## Start Selected extract

[llvm] [MachineLICM] Hoist COPY instruction only when user can be hoisted (PR #81735)

Tue Feb 27 02:21:32 PST 2024

https://github.com/michaelselehov updated https://github.com/llvm/llvm-project/pull/81735

>From 68f81adb3f3a2c91872e1ee2ba5324684e99e975 Mon Sep 17 00:00:00 2001
From: Michael Selehov <michael.selehov at amd.com>
Date: Fri, 26 Jan 2024 16:58:34 +0000
Subject: [PATCH 1/5] [MachineLICM] Hoist COPY instruction only when user can
 be hoisted

befa925acac8fd6a9266e introduced preliminary hoisting of COPY
instructions when the user of the COPY is inside the same loop.
That optimization appeared to be too aggressive and hoisted too many
COPY's greately increasing register pressure causing performance
regressions for AMDGPU target.

This is intended to fix the regression by hoisting COPY instruction only
if either:
 - User of COPY can be hoisted (other args are invariant)
or
 - Hoisting COPY doesn't bring high register pressure
---
 llvm/include/llvm/CodeGen/MachineLoopInfo.h |  5 ++++-
 llvm/lib/CodeGen/MachineLICM.cpp            | 19 +++++++++++++++----
 llvm/lib/CodeGen/MachineLoopInfo.cpp        |  6 +++++-
 3 files changed, 24 insertions(+), 6 deletions(-)

diff --git a/llvm/include/llvm/CodeGen/MachineLoopInfo.h b/llvm/include/llvm/CodeGen/MachineLoopInfo.h
index ae075bee1daf76..445c9b1c3bc00f 100644
--- a/llvm/include/llvm/CodeGen/MachineLoopInfo.h
+++ b/llvm/include/llvm/CodeGen/MachineLoopInfo.h
@@ -79,7 +79,10 @@ class MachineLoop : public LoopBase<MachineBasicBlock, MachineLoop> {
   /// I.e., all virtual register operands are defined outside of the loop,
   /// physical registers aren't accessed explicitly, and there are no side
   /// effects that aren't captured by the operands or other flags.

## End Selected extract

- [The problem] From the summary of changed files in the patch message, list every file path.

## Start Supplied data

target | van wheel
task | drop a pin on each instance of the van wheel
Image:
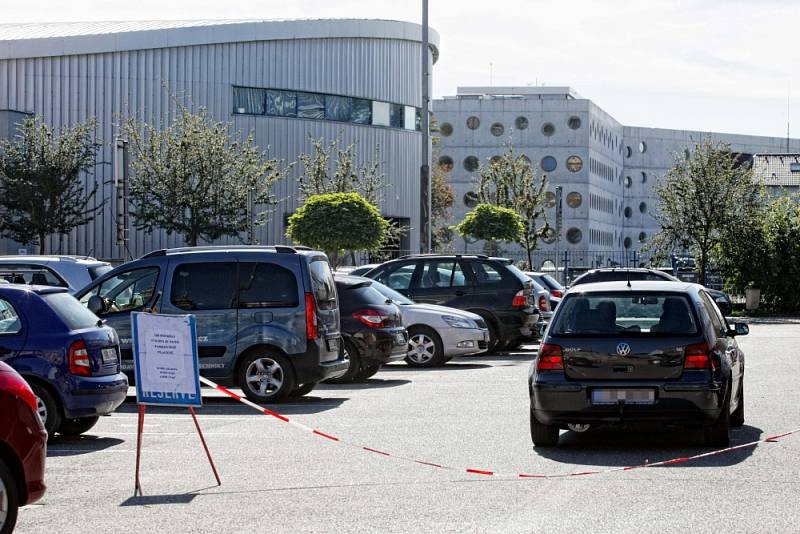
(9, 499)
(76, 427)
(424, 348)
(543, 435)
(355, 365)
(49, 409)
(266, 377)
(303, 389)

## End Supplied data
## Start Supplied data

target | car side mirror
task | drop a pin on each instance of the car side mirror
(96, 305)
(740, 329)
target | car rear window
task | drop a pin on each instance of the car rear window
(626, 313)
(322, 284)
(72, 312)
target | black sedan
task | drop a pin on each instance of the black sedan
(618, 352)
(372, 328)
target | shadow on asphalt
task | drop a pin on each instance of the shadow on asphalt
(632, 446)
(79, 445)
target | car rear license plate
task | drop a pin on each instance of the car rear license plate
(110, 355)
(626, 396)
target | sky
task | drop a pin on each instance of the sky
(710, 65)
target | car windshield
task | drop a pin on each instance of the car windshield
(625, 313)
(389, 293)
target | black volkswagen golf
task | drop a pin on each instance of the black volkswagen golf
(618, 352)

## End Supplied data
## Start Supplied data

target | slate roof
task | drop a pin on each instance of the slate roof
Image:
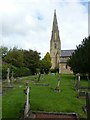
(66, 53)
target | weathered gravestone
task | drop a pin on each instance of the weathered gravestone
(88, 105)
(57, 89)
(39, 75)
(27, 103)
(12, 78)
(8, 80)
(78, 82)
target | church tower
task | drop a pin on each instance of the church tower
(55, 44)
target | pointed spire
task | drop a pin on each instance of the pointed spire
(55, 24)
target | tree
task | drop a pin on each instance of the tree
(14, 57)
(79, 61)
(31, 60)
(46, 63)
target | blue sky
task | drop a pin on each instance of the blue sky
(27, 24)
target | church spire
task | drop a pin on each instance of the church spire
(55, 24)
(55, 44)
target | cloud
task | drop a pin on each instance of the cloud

## End Supplied data

- [Exercise result]
- llvm/include/llvm/CodeGen/MachineLoopInfo.h
- llvm/lib/CodeGen/MachineLICM.cpp
- llvm/lib/CodeGen/MachineLoopInfo.cpp